__练习题目__
1. 原文把“框架”定义为什么？
2. 请一字不差地抄录原文中从“1.1 Python scrapy”起到“容以及各种图片，非常之方便。”止的那一段。

__原文__
Python scrapy 框架之爬取腾讯和360

Python scrapy 框架之爬取腾讯和360

如遇到什么问题请联系：3440037784这个qq，当然也可以要下视频源码笔记

本章所讲内容：

1、Python scrapy 安装以及必要过的坑

2、Python scrapy 使用规范，让开发效率更好

3、Python scrapy 必会的爬取技巧

实战：利用爬虫框架scrapy ，爬取JavaScript动态加载网页，分析json文件格式内容，并将360图片下载到本地文件夹下

实战：利用scrapy爬取，腾讯招聘网站职业信息，保存到本地路径下

Python scrapy 框架之爬取腾讯和360
1、Python scrapy 介绍

1.1 Python scrapy 介绍爬虫框架

爬虫（spider，网络蜘蛛）：爬虫（spider，网络蜘蛛）：模拟浏览器获取服务器资源的脚本。网络爬虫，是在网上进行数据抓取的程序，使用它能够抓取特定网页的HTML数据。

框架：对同一类型的项目共性代码的封装

Scrapy是用纯Python实现一个为了爬取网站数据、提取结构性数据而编写的应用框架，用途非常广泛。框架的力量，用户只需要定制开发几个模块就可以轻松的实现一个爬虫，用来抓取网页内容以及各种图片，非常之方便。

让我们来看下它的基本结构：

Python scrapy 框架之爬取腾讯和360

Scrapy主要包括了以下组件：

Python scrapy 框架之爬取腾讯和360

1、引擎，用来处理整个系统的数据流处理，触发事务。

__所给数据__
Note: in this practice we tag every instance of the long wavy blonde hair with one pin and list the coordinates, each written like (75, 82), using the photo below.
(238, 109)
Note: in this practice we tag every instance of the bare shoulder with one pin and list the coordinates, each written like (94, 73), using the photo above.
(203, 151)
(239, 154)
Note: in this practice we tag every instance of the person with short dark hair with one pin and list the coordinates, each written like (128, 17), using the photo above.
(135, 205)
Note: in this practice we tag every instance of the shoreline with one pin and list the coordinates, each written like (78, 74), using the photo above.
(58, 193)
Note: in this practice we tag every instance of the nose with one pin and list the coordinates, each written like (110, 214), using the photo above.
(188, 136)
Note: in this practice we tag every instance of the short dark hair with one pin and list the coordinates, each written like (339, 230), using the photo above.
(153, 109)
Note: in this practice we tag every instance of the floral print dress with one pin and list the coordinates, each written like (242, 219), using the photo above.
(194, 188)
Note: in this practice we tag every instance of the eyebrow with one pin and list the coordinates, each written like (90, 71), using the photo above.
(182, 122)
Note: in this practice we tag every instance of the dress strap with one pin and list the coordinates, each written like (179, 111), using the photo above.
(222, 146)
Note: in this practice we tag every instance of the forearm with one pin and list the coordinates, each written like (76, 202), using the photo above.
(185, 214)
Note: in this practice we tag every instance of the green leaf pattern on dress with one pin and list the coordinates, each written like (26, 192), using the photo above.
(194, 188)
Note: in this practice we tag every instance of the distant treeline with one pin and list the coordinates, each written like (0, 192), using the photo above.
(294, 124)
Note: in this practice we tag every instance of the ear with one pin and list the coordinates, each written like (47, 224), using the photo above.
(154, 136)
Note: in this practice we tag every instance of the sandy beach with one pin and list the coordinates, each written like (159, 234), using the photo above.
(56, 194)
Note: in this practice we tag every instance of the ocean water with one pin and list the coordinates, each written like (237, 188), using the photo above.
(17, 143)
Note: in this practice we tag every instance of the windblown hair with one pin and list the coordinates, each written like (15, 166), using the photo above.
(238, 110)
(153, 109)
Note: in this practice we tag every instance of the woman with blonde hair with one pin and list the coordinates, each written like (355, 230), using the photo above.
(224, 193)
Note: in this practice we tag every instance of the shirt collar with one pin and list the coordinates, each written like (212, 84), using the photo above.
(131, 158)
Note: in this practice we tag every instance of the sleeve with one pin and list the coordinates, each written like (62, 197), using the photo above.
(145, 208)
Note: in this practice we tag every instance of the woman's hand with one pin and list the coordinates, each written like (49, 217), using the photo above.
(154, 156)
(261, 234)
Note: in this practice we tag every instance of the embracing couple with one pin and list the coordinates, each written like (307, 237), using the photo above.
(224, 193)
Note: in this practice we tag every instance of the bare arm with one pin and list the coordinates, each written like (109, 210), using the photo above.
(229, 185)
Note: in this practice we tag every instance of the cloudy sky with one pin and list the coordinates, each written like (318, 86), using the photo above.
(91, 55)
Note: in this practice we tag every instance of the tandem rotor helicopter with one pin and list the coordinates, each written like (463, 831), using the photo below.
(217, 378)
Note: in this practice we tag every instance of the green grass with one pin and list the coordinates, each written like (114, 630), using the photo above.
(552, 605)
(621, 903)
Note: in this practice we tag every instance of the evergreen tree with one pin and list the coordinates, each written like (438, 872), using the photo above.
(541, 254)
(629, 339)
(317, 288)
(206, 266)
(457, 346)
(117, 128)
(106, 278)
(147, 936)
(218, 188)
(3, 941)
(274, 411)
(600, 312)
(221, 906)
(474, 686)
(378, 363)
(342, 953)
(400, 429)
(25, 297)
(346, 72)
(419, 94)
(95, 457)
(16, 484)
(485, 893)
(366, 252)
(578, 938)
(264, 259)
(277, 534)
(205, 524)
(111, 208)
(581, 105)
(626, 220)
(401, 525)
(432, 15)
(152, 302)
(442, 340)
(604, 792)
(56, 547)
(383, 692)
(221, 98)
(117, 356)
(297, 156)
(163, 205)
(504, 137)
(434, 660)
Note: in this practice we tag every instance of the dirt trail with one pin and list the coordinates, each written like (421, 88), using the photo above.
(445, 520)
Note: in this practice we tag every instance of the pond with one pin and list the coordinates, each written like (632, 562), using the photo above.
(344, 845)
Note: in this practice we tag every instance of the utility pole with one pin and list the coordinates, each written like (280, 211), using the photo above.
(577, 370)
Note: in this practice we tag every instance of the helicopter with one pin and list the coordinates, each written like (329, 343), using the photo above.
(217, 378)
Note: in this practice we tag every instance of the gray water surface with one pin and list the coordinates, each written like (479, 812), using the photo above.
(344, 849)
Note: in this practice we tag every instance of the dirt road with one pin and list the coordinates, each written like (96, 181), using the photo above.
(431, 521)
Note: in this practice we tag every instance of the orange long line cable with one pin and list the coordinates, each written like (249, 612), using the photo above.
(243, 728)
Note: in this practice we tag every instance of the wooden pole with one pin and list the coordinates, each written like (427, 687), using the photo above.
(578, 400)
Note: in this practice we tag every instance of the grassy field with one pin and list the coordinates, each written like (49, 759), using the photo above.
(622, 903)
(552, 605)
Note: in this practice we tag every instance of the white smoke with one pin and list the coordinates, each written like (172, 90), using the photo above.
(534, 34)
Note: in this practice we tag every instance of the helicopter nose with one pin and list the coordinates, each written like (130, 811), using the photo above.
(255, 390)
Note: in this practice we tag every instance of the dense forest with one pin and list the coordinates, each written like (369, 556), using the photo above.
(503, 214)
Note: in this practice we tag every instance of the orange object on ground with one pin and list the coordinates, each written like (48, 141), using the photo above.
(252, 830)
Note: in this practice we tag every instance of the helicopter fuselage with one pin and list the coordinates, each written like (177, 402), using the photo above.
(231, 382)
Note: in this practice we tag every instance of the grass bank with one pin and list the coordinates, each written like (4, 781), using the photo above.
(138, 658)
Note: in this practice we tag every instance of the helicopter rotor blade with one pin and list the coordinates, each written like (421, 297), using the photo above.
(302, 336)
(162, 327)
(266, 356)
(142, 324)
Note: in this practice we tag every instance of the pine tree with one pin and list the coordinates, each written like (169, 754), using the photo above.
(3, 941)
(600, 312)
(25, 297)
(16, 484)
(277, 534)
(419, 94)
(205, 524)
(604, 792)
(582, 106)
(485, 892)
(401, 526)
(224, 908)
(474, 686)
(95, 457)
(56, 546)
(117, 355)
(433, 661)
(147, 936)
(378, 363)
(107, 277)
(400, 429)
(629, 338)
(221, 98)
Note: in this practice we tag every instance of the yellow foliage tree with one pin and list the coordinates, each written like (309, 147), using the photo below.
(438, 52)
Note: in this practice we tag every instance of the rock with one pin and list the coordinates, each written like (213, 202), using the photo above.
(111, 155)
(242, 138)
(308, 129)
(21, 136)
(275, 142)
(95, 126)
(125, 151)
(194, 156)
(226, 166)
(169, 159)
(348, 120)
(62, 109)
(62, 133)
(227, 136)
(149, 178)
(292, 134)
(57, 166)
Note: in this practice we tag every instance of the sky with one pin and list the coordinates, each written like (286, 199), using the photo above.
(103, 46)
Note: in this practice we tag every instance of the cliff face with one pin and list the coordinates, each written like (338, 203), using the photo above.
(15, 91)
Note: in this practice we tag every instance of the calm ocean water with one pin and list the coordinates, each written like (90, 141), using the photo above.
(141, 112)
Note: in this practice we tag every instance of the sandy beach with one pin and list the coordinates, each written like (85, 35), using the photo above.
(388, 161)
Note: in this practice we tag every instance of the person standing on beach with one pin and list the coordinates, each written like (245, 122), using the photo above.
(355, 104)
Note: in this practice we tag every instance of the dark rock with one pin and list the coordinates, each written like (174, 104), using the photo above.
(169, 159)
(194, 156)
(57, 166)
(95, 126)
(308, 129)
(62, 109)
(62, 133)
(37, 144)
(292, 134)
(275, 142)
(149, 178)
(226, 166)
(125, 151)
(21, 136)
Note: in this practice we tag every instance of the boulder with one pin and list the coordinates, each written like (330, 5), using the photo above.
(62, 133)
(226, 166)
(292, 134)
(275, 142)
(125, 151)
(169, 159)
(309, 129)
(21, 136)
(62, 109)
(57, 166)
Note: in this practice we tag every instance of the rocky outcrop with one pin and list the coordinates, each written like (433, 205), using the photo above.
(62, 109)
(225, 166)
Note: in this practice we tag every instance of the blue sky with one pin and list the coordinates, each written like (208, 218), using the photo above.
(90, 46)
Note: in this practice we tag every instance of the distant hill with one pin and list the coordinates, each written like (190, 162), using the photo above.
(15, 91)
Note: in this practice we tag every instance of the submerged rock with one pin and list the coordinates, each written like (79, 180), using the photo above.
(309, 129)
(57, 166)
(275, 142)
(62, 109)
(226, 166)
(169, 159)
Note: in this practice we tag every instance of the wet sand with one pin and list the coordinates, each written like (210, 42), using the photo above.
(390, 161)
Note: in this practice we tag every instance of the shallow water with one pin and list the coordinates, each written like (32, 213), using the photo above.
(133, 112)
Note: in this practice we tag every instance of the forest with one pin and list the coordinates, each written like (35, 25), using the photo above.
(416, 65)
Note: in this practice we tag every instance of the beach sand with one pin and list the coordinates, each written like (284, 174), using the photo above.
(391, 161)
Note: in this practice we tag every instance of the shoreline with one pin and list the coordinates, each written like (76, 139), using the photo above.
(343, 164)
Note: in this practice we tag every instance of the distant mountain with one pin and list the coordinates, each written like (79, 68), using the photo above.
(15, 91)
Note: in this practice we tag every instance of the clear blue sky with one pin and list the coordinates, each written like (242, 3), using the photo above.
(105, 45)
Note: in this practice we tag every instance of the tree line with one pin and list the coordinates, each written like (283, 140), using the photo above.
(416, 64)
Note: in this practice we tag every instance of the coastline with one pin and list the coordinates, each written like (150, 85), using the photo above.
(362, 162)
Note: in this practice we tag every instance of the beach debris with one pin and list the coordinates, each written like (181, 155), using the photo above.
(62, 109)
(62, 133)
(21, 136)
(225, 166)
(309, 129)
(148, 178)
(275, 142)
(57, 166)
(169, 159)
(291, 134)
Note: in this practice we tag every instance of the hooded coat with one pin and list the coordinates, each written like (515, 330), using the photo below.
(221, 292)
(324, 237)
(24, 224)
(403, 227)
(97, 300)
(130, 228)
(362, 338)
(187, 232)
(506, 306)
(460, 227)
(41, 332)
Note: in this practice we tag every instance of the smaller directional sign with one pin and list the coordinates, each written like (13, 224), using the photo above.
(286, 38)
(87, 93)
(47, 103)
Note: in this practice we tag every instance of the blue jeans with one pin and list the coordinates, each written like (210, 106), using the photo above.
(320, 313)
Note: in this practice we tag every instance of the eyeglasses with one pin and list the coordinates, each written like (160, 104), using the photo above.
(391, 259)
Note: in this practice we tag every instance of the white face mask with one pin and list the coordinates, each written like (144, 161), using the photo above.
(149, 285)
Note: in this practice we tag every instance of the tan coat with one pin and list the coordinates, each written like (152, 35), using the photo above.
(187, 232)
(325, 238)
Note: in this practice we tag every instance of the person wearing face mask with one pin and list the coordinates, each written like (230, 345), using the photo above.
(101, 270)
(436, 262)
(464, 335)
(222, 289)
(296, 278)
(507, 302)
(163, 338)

__各题答案__
1. 框架是对同一类型的项目共性代码的封装。

2.
1.1 Python scrapy 介绍爬虫框架

爬虫（spider，网络蜘蛛）：爬虫（spider，网络蜘蛛）：模拟浏览器获取服务器资源的脚本。网络爬虫，是在网上进行数据抓取的程序，使用它能够抓取特定网页的HTML数据。

框架：对同一类型的项目共性代码的封装

Scrapy是用纯Python实现一个为了爬取网站数据、提取结构性数据而编写的应用框架，用途非常广泛。框架的力量，用户只需要定制开发几个模块就可以轻松的实现一个爬虫，用来抓取网页内容以及各种图片，非常之方便。